[START OF Available data]

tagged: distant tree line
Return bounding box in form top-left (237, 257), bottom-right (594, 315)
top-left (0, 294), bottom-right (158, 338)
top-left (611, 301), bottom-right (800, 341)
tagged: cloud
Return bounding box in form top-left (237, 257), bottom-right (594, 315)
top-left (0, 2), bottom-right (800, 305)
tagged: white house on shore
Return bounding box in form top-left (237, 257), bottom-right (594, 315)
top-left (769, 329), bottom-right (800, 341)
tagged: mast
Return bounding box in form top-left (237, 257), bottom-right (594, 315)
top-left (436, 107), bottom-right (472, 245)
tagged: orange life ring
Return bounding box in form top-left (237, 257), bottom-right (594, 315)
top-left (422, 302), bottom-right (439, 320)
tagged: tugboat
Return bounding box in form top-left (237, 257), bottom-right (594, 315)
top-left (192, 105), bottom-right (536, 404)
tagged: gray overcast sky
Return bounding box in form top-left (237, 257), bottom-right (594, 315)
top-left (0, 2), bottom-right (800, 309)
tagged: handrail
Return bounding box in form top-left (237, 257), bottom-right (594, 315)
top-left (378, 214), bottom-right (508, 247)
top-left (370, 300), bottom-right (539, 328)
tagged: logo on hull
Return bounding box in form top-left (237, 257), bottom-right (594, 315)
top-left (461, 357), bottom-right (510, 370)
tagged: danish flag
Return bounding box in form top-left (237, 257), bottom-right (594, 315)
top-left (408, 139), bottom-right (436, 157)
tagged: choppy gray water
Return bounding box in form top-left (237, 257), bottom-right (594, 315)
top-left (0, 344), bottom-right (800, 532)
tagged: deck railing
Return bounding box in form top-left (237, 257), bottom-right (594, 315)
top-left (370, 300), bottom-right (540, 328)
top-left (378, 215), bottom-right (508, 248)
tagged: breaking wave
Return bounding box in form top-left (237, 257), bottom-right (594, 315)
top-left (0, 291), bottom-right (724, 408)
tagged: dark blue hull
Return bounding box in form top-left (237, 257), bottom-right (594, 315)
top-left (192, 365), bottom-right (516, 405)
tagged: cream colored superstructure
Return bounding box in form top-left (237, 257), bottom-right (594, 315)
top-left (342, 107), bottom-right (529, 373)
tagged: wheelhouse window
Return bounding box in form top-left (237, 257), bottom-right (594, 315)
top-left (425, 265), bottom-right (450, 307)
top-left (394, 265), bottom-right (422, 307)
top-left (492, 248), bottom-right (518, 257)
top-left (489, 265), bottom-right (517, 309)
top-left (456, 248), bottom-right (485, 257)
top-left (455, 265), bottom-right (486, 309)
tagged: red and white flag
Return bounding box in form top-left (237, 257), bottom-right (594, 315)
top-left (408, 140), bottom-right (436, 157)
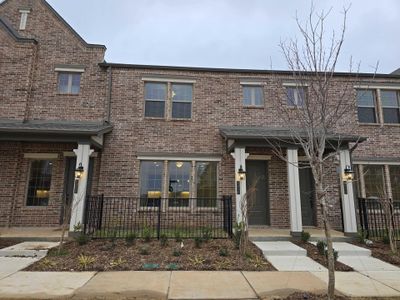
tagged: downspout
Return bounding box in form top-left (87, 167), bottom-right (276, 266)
top-left (106, 66), bottom-right (112, 123)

[END OF Available data]

| Requirement |
Write out every line of the data above as a JSON list of strings, one string per line, skipping blank lines and leaving out the pictures.

| Answer to this problem |
[
  "tagged: distant tree line",
  "Return bounding box in form top-left (237, 257), bottom-right (594, 315)",
  "top-left (0, 294), bottom-right (158, 338)",
  "top-left (611, 301), bottom-right (800, 341)",
  "tagged: cloud",
  "Return bounding box in form top-left (237, 257), bottom-right (594, 315)",
  "top-left (0, 2), bottom-right (800, 305)",
  "tagged: white house on shore",
  "Return bounding box in form top-left (237, 257), bottom-right (594, 315)",
  "top-left (769, 329), bottom-right (800, 341)",
  "tagged: mast",
  "Return bounding box in form top-left (237, 257), bottom-right (594, 315)",
  "top-left (436, 107), bottom-right (472, 245)",
  "tagged: orange life ring",
  "Return bounding box in form top-left (237, 257), bottom-right (594, 315)",
  "top-left (422, 302), bottom-right (439, 320)",
  "tagged: tugboat",
  "Return bounding box in form top-left (237, 257), bottom-right (594, 315)",
  "top-left (192, 105), bottom-right (536, 404)",
  "tagged: gray overcast sky",
  "Return bounding box in form top-left (237, 257), bottom-right (594, 315)",
  "top-left (0, 2), bottom-right (800, 309)",
  "tagged: handrail",
  "Return bounding box in form top-left (237, 257), bottom-right (594, 315)",
  "top-left (378, 214), bottom-right (508, 247)",
  "top-left (370, 300), bottom-right (539, 328)",
  "tagged: logo on hull",
  "Return bounding box in form top-left (237, 257), bottom-right (594, 315)",
  "top-left (461, 357), bottom-right (510, 370)",
  "tagged: danish flag",
  "Return bounding box in form top-left (237, 257), bottom-right (594, 315)",
  "top-left (408, 139), bottom-right (436, 157)",
  "tagged: choppy gray water",
  "Return bounding box in form top-left (237, 257), bottom-right (594, 315)",
  "top-left (0, 344), bottom-right (800, 532)",
  "tagged: deck railing",
  "Return bounding box in form top-left (237, 257), bottom-right (594, 315)",
  "top-left (370, 300), bottom-right (540, 328)",
  "top-left (378, 215), bottom-right (508, 248)",
  "tagged: breaking wave",
  "Return bounding box in form top-left (237, 257), bottom-right (594, 315)",
  "top-left (0, 291), bottom-right (724, 408)",
  "tagged: dark blue hull",
  "Return bounding box in form top-left (237, 257), bottom-right (594, 315)",
  "top-left (192, 365), bottom-right (516, 405)",
  "tagged: cream colored superstructure",
  "Return bounding box in form top-left (237, 257), bottom-right (594, 315)",
  "top-left (342, 107), bottom-right (529, 373)",
  "tagged: wheelhouse window",
  "Return bounding box in form top-left (237, 257), bottom-right (594, 315)",
  "top-left (425, 265), bottom-right (450, 307)",
  "top-left (394, 265), bottom-right (422, 307)",
  "top-left (492, 248), bottom-right (518, 257)",
  "top-left (489, 265), bottom-right (517, 309)",
  "top-left (456, 248), bottom-right (485, 257)",
  "top-left (455, 265), bottom-right (486, 309)",
  "tagged: red and white flag",
  "Return bounding box in form top-left (237, 257), bottom-right (594, 315)",
  "top-left (408, 140), bottom-right (436, 157)",
  "tagged: downspout",
  "Return bounding box in form top-left (87, 167), bottom-right (276, 266)",
  "top-left (106, 66), bottom-right (112, 123)"
]